§ **Text excerpt**:
-- BEGIN --

ILO, IMF, OECD, UNECE, and World Bank. (2004). Producer Price Index Manual: Theory and Practice. International Monetary Fund.

See Also

generalized_mean() for the generalized mean.

grouped() to make these functions operate on grouped data.

Other weights functions: scale_weights(), transmute_weights()

Examples

x <- 1:3
y <- 4:6
w <- 3:1
# Factor the harmonic mean by chaining the calculation

harmonic_mean(x * y, w)
harmonic_mean(x, w) * harmonic_mean(y, factor_weights(-1)(x, w))

# The common case of an arithmetic mean

arithmetic_mean(x * y, w)
arithmetic_mean(x, w) * arithmetic_mean(y, update_weights(x, w))

# In cases where x and y have the same order, Chebyshev's
# inequality implies that the chained calculation is too small

arithmetic_mean(x * y, w) >
  arithmetic_mean(x, w) * arithmetic_mean(y, w)

GEKS index

Description

Calculate a generalized inter-temporal GEKS price index over a rolling window.

Usage

geks(f, r = 0)

tornqvist_geks(
  p,
  q,
  period,
  product,
  window = nlevels(period),
  n = window - 1L,
  na.rm = FALSE
)

fisher_geks(
  p,
  q,
  period,
  product,
  window = nlevels(period),
  n = window - 1L,
  na.rm = FALSE
)

walsh_geks(
  p,
  q,
  period,
  product,
  window = nlevels(period),
  n = window - 1L,
  na.rm = FALSE
)

Arguments

f

A price index function that uses information on both base and current-period prices and quantities, and satisfies the time-reversal test. Usually a Törnqvist, Fisher, or Walsh index.

r

A finite number giving the order of the generalized mean used to average price indexes over the rolling window. The default uses a geometric mean.

p

A numeric vector of prices, the same length as q.

q

A numeric vector of quantities, the same length as p.

-- END --

§ **Records supplied**:
-- BEGIN --

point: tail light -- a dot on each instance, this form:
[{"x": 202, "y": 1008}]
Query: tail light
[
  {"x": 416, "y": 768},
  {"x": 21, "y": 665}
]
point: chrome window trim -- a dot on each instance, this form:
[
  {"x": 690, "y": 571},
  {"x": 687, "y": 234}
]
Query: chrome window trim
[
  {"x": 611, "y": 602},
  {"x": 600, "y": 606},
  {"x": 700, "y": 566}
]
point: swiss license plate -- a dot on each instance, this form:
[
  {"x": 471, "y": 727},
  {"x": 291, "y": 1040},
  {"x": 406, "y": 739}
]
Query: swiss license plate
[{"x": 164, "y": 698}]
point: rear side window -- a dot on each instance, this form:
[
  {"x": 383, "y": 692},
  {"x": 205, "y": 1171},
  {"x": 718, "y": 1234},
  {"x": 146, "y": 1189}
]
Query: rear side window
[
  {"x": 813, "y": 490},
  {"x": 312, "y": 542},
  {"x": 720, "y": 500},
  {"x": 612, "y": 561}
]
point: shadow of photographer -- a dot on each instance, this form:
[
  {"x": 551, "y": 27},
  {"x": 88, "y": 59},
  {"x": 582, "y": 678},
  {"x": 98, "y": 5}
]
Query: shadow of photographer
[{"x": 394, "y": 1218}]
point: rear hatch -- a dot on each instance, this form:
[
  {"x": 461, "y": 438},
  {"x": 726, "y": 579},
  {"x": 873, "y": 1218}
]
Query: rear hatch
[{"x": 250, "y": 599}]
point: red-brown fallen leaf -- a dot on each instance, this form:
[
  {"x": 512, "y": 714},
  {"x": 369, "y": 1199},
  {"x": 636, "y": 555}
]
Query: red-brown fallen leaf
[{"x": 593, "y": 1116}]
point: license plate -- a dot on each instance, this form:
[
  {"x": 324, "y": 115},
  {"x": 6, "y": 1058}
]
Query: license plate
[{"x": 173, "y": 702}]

-- END --

For each statement below, say yes or no to whether the GEKS index text agrees with it, and quote the words from the text that decide it.
1. The argument r defaults to a geometric mean.
2. The function f must satisfy the time-reversal test.
3. The price vector p may be a different length from q.
The records have nothing to do with what follows.

§ **Expected output**:
1. Yes: "The default uses a geometric mean."
2. Yes: "and satisfies the time-reversal test."
3. No: "A numeric vector of prices, the same length as q."